## Task objective
Rewrite every line of the rows below as a JSON list of strings, one string per line, with blank lines left out.

○ ○ ○ ○ ○

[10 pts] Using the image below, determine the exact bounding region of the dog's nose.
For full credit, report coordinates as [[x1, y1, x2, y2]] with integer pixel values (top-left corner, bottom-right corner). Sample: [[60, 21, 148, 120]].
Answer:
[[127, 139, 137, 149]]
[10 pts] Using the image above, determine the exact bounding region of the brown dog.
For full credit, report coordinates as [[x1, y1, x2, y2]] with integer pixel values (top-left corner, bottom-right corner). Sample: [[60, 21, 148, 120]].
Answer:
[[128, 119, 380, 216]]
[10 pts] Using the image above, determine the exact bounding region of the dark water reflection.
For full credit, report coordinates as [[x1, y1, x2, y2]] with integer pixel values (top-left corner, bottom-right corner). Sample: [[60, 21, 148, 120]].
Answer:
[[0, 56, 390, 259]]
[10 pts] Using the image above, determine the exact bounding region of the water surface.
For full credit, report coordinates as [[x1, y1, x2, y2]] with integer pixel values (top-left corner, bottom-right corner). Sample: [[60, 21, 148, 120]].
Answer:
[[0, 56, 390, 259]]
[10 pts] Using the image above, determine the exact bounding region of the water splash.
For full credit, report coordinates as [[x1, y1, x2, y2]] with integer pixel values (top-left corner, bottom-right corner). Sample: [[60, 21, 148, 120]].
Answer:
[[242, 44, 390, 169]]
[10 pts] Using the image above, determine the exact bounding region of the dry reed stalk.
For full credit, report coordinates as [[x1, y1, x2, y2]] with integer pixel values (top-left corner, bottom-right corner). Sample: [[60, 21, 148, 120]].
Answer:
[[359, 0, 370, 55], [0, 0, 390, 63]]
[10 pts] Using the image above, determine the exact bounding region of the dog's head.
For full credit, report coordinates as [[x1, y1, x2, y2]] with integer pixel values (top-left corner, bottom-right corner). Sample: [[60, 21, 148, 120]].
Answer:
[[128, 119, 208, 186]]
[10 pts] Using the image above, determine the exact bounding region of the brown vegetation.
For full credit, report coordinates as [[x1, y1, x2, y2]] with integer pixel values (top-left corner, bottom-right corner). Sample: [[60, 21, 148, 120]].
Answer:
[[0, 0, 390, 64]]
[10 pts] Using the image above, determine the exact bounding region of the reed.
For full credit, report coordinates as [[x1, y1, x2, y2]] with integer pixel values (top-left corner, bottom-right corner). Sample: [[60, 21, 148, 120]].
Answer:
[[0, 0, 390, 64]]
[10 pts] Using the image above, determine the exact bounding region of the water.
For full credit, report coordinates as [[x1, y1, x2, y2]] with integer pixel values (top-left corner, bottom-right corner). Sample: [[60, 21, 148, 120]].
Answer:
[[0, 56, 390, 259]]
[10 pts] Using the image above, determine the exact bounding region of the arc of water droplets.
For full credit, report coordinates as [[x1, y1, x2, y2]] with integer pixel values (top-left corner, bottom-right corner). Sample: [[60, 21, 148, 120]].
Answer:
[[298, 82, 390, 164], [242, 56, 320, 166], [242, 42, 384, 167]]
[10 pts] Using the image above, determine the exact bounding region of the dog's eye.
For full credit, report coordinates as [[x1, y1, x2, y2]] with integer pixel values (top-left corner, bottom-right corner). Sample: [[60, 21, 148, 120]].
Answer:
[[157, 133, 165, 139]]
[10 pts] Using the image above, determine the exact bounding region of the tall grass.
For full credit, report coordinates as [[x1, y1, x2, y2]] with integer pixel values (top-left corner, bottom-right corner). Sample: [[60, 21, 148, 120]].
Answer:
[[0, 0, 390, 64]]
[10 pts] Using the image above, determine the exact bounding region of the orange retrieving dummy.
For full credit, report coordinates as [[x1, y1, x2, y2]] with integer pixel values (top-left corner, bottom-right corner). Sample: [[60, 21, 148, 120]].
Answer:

○ ○ ○ ○ ○

## Finished task
[
  "[10 pts] Using the image below, determine the exact bounding region of the dog's nose.",
  "For full credit, report coordinates as [[x1, y1, x2, y2]] with integer pixel values (top-left corner, bottom-right corner). Sample: [[60, 21, 148, 120]].",
  "Answer:",
  "[[127, 139, 137, 149]]",
  "[10 pts] Using the image above, determine the exact bounding region of the brown dog.",
  "For full credit, report coordinates as [[x1, y1, x2, y2]] with integer pixel values (top-left corner, bottom-right corner). Sample: [[60, 21, 148, 120]].",
  "Answer:",
  "[[128, 119, 380, 216]]",
  "[10 pts] Using the image above, determine the exact bounding region of the dark water reflection.",
  "For full credit, report coordinates as [[x1, y1, x2, y2]] with integer pixel values (top-left corner, bottom-right corner). Sample: [[60, 21, 148, 120]].",
  "Answer:",
  "[[0, 56, 390, 259]]",
  "[10 pts] Using the image above, determine the exact bounding region of the water surface.",
  "For full credit, report coordinates as [[x1, y1, x2, y2]] with integer pixel values (top-left corner, bottom-right corner). Sample: [[60, 21, 148, 120]].",
  "Answer:",
  "[[0, 56, 390, 259]]",
  "[10 pts] Using the image above, determine the exact bounding region of the water splash.",
  "For full credit, report coordinates as [[x1, y1, x2, y2]] with integer pixel values (top-left corner, bottom-right corner). Sample: [[60, 21, 148, 120]].",
  "Answer:",
  "[[242, 44, 390, 169]]",
  "[10 pts] Using the image above, determine the exact bounding region of the dry reed stalk.",
  "For full credit, report coordinates as [[x1, y1, x2, y2]] with integer pixel values (top-left corner, bottom-right corner). Sample: [[60, 21, 148, 120]].",
  "Answer:",
  "[[359, 0, 370, 55], [0, 0, 390, 63]]",
  "[10 pts] Using the image above, determine the exact bounding region of the dog's head.",
  "For full credit, report coordinates as [[x1, y1, x2, y2]] with integer pixel values (top-left corner, bottom-right corner). Sample: [[60, 21, 148, 120]].",
  "Answer:",
  "[[128, 119, 208, 186]]",
  "[10 pts] Using the image above, determine the exact bounding region of the brown vegetation.",
  "For full credit, report coordinates as [[x1, y1, x2, y2]] with integer pixel values (top-left corner, bottom-right corner). Sample: [[60, 21, 148, 120]].",
  "Answer:",
  "[[0, 0, 390, 64]]",
  "[10 pts] Using the image above, determine the exact bounding region of the reed.",
  "For full credit, report coordinates as [[x1, y1, x2, y2]] with integer pixel values (top-left corner, bottom-right corner). Sample: [[60, 21, 148, 120]].",
  "Answer:",
  "[[0, 0, 390, 64]]",
  "[10 pts] Using the image above, determine the exact bounding region of the water.",
  "For full credit, report coordinates as [[x1, y1, x2, y2]] with integer pixel values (top-left corner, bottom-right corner). Sample: [[60, 21, 148, 120]].",
  "Answer:",
  "[[0, 56, 390, 259]]",
  "[10 pts] Using the image above, determine the exact bounding region of the arc of water droplets.",
  "For full credit, report coordinates as [[x1, y1, x2, y2]] with integer pixel values (top-left corner, bottom-right corner). Sample: [[60, 21, 148, 120]].",
  "Answer:",
  "[[298, 82, 390, 164], [242, 56, 320, 166], [242, 42, 384, 167]]",
  "[10 pts] Using the image above, determine the exact bounding region of the dog's eye.",
  "For full credit, report coordinates as [[x1, y1, x2, y2]] with integer pixel values (top-left corner, bottom-right corner). Sample: [[60, 21, 148, 120]].",
  "Answer:",
  "[[157, 133, 165, 139]]",
  "[10 pts] Using the image above, determine the exact bounding region of the tall grass.",
  "For full credit, report coordinates as [[x1, y1, x2, y2]] with integer pixel values (top-left corner, bottom-right corner). Sample: [[60, 21, 148, 120]].",
  "Answer:",
  "[[0, 0, 390, 64]]",
  "[10 pts] Using the image above, determine the exact bounding region of the orange retrieving dummy.",
  "For full credit, report coordinates as [[x1, y1, x2, y2]] with integer pixel values (top-left corner, bottom-right corner). Sample: [[60, 21, 148, 120]].",
  "Answer:"
]